Short task 1:
Answer these questions from the food tech newsletter below:
(a) How much has been invested in food delivery startups this year?
(b) Which company has Haidilao teamed up with to launch its Berlin location?
(c) How many tweets were in Ryan Caldbeck's thread?

Document text:
Speaking of Europe, this week I spent a good chunk of time sifting through piles of data on the state of European food tech. Now, I’m not complaining — we at the Spoon love a good data sift, the nerdier the better. And we uncovered some interesting trends emerging across the Atlantic. Check out our distilled report to find out which companies, investors, and countries are forging the way in European food innovation.
There’s plenty of action right here in our own backyard, too. Take food delivery: a whopping $3.5 billion has been invested in startups in the space this year alone — and it’s only October.
We’re also seeing a lot of companies experimenting with delivery methods. Chris wrote about how Kiwi’s food delivery robots are rolling out in Los Angeles, which he thinks is a smarter play than Uber’s goal to start delivering your pad thai or chicken burrito via drone.
Outside of delivery, robots are also continuing their march into the restaurant space. Chinese hot pot chain Haidilao has teamed up with Panasonic to launch a Berlin location with a completely robot-run kitchen. Maybe good news for consumers, but bad news for people looking for entry-level restaurant jobs.
In the front of house, Jenn wrote about the partnership between Ordrslip, a company which powers mobile apps for restaurants, and payment software Square. Together, they can help smaller mom-and-pop eateries enter the age of mobile ordering and payments — something that’s becoming less of a nicety and more of a necessity.
Jenn also has the story about an epic Twitter thread from the founder of CircleUp about the future of grocery. Ryan Caldbeck’s seventeen-tweet thread told the story of a three hour conversation he had recently with an unnamed CEO of a large grocery chain. He provided a few key takeaways from the conversation, including how low-pricing is a losing strategy and how the old axiom “location is everything” holds less relevancy in an era of delivery-everywhere. What does matter? Product selection optimized by “non-commoditized data”. You can read Jenn’s post about Caldbeck’s thread here.
Also from this week: Chris wonders if 2019 could be the year that we move beyond traditional meat, as plant-based meat continues to gain popularity with vegetarians and flexitarians alike. It’ll be a while longer before the average person can sink their teeth into cell-based (also called cultured or clean) meat, however. In anticipation of its market launch, the USDA and FDA hosted a joint meeting earlier this week to discuss how they would label this emerging technology.
Oh yeah, one more thing: Our photos and video page from Smart Kitchen Summit 2018 is in. We have all our photos up and a bunch of videos (with most being up by next week), so check it out!
That’s all from me! Farvel (Danish for see ya later.)
In the 10/26 edition:
Video: Richard Blais Wants to Make a Drone Delivery Service for Donuts
During his fireside chat at the 2018 Smart Kitchen Summit, Richard Blais talks about his thoughts on the future of food technology in the restaurant and home kitchen: food delivery, robotics, and drone-delivered donuts.

(Records from a data source)
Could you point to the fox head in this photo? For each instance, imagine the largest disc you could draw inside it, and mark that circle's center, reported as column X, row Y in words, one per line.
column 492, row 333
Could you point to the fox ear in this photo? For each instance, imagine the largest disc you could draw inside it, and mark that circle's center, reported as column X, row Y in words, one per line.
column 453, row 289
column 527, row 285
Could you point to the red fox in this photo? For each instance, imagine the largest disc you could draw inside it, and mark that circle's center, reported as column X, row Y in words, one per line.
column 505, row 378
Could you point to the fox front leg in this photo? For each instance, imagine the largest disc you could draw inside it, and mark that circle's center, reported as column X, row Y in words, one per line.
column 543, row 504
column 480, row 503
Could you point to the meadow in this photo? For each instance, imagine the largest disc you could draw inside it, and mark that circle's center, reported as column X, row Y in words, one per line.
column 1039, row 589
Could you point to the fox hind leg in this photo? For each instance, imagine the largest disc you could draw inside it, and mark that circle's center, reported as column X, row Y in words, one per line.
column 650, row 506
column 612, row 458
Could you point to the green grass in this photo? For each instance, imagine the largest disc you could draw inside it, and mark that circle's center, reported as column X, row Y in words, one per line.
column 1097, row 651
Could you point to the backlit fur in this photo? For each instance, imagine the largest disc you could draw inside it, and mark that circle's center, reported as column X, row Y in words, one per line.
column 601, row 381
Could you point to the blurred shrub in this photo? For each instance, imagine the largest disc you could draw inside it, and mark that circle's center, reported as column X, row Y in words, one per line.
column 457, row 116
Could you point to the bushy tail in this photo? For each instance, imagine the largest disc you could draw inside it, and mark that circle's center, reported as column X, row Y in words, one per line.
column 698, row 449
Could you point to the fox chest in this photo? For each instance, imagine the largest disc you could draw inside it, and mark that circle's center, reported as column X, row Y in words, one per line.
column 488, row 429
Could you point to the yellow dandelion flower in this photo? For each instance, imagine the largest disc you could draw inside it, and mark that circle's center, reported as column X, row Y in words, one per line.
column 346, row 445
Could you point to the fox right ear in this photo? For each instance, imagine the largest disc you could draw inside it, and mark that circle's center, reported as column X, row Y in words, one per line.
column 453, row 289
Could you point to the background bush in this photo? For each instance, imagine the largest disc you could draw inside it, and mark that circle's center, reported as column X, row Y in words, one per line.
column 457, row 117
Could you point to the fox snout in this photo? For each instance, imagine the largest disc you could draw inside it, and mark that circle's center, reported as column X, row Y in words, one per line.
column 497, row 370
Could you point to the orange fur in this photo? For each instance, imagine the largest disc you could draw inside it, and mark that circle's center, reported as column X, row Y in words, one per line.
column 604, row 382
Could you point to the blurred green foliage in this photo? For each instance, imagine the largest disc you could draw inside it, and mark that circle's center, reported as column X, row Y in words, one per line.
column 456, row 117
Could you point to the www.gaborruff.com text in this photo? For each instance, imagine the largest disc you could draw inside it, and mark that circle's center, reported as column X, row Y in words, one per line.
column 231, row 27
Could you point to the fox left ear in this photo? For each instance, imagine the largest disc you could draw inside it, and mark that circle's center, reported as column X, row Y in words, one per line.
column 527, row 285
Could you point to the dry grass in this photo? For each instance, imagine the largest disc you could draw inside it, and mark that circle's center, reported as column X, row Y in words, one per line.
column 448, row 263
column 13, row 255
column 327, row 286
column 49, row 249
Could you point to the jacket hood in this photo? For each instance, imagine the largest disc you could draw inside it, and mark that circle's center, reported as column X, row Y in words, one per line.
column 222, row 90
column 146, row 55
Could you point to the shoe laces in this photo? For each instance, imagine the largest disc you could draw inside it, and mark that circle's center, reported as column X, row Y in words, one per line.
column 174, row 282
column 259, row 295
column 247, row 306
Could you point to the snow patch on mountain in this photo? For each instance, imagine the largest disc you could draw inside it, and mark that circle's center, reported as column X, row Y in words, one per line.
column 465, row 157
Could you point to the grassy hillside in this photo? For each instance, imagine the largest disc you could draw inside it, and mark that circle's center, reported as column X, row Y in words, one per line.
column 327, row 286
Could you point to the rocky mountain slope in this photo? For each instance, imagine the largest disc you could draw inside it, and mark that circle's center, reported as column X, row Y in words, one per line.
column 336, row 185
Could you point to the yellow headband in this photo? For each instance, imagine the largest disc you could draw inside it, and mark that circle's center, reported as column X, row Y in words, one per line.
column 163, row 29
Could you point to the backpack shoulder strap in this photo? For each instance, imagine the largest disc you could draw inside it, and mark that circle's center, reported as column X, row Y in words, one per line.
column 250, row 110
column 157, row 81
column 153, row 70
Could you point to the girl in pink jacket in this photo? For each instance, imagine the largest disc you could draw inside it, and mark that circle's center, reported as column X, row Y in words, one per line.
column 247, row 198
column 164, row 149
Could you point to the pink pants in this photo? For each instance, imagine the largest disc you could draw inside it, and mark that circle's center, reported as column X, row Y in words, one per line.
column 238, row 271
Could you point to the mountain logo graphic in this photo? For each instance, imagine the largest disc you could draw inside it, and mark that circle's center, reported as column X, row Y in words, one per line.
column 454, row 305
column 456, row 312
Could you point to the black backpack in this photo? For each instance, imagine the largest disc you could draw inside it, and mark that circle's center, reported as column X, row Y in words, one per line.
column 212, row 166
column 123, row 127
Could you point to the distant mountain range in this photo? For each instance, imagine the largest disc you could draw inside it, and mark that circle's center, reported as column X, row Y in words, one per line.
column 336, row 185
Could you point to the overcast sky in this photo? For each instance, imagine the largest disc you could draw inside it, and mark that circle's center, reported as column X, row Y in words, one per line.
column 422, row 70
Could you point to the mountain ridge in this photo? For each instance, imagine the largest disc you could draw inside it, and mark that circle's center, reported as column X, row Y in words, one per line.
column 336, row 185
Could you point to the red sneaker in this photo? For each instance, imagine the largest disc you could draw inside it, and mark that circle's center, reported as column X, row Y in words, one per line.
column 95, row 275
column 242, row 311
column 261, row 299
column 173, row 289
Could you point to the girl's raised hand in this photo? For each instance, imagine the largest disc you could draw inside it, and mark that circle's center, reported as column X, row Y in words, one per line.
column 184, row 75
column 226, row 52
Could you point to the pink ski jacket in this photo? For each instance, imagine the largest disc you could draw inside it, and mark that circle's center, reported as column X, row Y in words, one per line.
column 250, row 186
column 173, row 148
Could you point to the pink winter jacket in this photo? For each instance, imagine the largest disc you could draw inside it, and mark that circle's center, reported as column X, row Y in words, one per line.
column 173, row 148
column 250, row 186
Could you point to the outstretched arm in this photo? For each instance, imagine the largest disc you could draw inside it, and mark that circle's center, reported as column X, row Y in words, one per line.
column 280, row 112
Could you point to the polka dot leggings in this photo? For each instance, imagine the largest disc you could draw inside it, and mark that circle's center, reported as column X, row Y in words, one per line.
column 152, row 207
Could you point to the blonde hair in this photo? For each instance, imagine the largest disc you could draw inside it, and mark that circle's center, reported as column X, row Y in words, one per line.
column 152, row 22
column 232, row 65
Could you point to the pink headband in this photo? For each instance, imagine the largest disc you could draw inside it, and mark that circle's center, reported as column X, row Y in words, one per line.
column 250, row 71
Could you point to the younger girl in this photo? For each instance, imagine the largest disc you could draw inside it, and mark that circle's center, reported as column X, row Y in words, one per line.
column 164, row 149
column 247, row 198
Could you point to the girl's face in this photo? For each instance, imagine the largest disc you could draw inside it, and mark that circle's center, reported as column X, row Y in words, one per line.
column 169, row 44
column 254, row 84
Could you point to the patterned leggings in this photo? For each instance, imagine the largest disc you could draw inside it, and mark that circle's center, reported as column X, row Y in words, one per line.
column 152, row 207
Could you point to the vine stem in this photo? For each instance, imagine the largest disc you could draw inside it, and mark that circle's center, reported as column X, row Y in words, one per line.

Short task 2:
Please update the part of the listing that opens with the line containing "Could you point to the blurred green" and closes with the line containing "column 146, row 55", changing "dry grass" to "withered grass" and leaving everything else as it is. Return only those lines.

Exercise answer 1:
(a) $3.5 billion
(b) Panasonic
(c) Seventeen

Exercise answer 2:
Could you point to the blurred green foliage in this photo? For each instance, imagine the largest disc you could draw inside it, and mark that circle's center, reported as column X, row Y in words, one per line.
column 456, row 117
Could you point to the www.gaborruff.com text in this photo? For each instance, imagine the largest disc you could draw inside it, and mark that circle's center, reported as column X, row Y in words, one per line.
column 231, row 27
Could you point to the fox left ear in this photo? For each instance, imagine the largest disc you could draw inside it, and mark that circle's center, reported as column X, row Y in words, one per line.
column 527, row 285
Could you point to the withered grass in this photo? For each instance, imagine the largest disc you could draw inside it, and mark that circle's center, reported as column X, row Y in words, one per line.
column 448, row 263
column 13, row 255
column 327, row 286
column 49, row 249
Could you point to the jacket hood in this photo? For each instance, imagine the largest disc you could draw inside it, and mark that circle's center, reported as column X, row Y in words, one per line.
column 222, row 90
column 146, row 55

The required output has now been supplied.